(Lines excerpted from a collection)

* * *

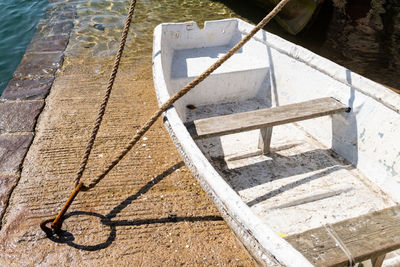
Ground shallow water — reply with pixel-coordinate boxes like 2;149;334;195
0;0;48;93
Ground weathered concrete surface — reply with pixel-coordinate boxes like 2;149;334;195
0;100;44;134
0;133;33;173
0;54;255;266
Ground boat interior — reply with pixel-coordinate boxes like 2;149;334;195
155;20;400;266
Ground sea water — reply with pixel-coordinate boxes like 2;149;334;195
0;0;48;94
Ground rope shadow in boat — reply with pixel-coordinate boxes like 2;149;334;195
49;161;223;251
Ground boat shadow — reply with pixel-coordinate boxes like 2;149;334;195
49;161;223;251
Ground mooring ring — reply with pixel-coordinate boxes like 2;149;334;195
40;218;60;237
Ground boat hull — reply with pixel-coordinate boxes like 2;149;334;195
153;19;400;266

* * *

What is needed
Swap every "boat" in the lines above for "vessel" and write the lines out again with nothing else changed. Leave the pictures out of your answer.

Task response
Ground shallow water — reply with pixel-coordinate boxes like 2;149;334;195
0;0;48;93
Ground weathered concrete surface — reply with pixel-coordinate boxes like 2;149;334;195
0;100;44;134
0;133;33;173
0;54;255;266
Ground vessel interior — reply with pixel-coordinate boxes like 2;149;334;195
155;20;400;266
Ground sea water — reply with pixel-coordinate boxes like 2;149;334;195
0;0;48;94
Ground rope shadow in vessel — reply with pixel-coordinate boxes like 2;149;334;195
49;161;223;251
Ground vessel shadow — reply with pixel-coordinate boxes like 2;149;334;195
49;161;223;251
Ground mooring ring — reply with pixel-coordinate boxes like 2;149;334;195
40;218;60;237
Ground vessel hull — reply with pixel-coordinate boxes like 2;149;334;195
153;19;400;266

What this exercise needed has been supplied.